[BEGIN Provided material]

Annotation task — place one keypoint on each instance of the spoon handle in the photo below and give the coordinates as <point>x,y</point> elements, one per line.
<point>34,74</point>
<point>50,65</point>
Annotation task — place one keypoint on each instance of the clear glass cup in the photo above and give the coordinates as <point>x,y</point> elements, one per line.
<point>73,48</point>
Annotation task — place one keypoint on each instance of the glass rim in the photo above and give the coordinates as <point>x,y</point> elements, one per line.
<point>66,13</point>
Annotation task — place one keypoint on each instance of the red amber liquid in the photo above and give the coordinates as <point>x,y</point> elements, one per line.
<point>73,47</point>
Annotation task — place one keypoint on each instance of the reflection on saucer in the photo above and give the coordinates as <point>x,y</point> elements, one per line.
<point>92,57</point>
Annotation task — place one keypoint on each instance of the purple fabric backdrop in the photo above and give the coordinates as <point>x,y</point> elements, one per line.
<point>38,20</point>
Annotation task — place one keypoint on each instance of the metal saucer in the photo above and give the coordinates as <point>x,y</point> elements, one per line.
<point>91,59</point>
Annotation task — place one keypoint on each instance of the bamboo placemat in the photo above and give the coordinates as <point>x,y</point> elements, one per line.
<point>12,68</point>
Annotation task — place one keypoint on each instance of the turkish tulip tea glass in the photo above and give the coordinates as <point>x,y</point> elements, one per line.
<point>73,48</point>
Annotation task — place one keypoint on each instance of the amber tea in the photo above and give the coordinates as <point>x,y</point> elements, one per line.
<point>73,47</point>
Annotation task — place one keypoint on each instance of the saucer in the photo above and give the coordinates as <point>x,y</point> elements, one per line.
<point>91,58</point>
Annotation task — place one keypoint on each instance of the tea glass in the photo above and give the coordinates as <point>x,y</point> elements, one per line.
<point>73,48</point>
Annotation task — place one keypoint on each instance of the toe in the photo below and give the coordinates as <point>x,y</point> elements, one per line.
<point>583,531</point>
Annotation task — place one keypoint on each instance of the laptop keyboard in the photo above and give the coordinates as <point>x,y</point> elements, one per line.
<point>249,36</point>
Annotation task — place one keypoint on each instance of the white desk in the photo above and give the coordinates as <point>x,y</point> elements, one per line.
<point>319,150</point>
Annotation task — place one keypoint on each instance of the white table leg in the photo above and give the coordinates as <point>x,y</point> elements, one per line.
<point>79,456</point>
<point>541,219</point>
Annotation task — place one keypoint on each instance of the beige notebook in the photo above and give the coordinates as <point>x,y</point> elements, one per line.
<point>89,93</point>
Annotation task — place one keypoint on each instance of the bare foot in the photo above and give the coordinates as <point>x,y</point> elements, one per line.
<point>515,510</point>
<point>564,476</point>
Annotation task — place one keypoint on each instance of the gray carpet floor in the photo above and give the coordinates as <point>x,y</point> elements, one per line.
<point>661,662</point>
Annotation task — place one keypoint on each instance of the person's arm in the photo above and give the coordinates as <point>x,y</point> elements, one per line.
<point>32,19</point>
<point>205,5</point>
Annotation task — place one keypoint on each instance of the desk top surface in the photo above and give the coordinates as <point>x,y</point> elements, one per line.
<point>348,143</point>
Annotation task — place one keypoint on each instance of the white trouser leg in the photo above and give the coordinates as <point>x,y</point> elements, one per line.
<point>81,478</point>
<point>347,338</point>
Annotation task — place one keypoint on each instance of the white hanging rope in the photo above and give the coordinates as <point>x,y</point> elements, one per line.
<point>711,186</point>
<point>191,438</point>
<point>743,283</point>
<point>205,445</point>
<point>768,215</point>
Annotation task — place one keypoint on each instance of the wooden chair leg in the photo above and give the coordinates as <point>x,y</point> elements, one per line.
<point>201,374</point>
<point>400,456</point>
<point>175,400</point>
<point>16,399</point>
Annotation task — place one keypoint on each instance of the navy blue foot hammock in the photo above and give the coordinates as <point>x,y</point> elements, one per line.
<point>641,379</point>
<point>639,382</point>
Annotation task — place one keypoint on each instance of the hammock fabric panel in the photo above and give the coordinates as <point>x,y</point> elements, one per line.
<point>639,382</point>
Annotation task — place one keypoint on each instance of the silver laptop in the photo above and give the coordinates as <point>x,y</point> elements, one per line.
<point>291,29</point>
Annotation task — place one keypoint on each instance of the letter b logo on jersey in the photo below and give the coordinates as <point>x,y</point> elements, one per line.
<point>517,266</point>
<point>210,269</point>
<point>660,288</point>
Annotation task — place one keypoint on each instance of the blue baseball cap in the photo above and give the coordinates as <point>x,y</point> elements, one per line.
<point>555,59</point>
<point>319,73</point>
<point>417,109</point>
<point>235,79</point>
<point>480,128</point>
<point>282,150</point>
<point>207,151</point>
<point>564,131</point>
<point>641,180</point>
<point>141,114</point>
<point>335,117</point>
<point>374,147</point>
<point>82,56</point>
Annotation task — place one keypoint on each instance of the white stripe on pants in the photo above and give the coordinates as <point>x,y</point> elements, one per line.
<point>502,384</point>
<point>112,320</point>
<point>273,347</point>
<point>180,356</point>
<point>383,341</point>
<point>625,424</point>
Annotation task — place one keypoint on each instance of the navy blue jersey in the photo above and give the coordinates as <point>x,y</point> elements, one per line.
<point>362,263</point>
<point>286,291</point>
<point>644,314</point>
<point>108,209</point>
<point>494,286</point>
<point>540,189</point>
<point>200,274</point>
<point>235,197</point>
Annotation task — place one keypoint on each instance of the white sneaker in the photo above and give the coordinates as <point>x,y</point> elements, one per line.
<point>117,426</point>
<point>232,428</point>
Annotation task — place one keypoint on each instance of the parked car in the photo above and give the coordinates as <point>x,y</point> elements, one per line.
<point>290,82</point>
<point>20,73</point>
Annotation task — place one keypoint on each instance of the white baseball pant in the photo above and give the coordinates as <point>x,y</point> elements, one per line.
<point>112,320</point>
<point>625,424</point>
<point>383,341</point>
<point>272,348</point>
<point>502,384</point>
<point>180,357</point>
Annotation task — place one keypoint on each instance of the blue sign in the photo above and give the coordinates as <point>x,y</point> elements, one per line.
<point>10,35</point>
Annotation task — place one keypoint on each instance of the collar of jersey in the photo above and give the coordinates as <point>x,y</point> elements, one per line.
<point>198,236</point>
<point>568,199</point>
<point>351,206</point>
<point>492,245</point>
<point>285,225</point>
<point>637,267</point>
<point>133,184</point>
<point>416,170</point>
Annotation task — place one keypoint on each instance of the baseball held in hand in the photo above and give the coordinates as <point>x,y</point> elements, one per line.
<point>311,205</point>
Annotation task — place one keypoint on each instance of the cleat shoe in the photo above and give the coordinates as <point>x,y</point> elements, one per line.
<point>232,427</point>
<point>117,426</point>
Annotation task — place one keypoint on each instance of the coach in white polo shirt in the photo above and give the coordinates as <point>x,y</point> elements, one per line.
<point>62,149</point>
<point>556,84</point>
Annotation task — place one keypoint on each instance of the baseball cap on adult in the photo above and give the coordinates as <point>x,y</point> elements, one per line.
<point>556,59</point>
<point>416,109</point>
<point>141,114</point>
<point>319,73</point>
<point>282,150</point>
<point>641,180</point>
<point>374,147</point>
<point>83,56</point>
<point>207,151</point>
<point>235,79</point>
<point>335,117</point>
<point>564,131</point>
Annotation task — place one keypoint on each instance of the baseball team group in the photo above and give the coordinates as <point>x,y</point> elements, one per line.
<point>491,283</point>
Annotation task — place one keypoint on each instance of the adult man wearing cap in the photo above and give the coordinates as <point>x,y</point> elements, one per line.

[END Provided material]

Work to do:
Copy out the lines without changes, starting with the line that contains "of the cleat" and ending after the last of the rows.

Answer for the task:
Annotation task — place one keypoint on each instance of the cleat shoe in the photo above and give the coordinates as <point>x,y</point> elements, one per line.
<point>232,427</point>
<point>117,426</point>
Annotation task — place one keypoint on each instance of the coach in white polo shirt in the photo above and give the coordinates as <point>x,y</point> elements, one per line.
<point>62,149</point>
<point>556,84</point>
Annotation task — place one keypoint on each instance of the baseball cap on adult in the photo above and give the coordinates as <point>x,y</point> elements, one per line.
<point>556,59</point>
<point>416,109</point>
<point>141,114</point>
<point>319,73</point>
<point>282,150</point>
<point>641,180</point>
<point>374,147</point>
<point>83,56</point>
<point>207,151</point>
<point>235,79</point>
<point>335,117</point>
<point>564,131</point>
Annotation task — place one keypoint on each instance of the baseball team group in the photo above and give the coordinates as <point>x,y</point> elements, one per line.
<point>491,283</point>
Annotation task — place one keypoint on each instance of the adult man wearing cap in the photo above and give the coordinates as <point>x,y</point> elements, one per line.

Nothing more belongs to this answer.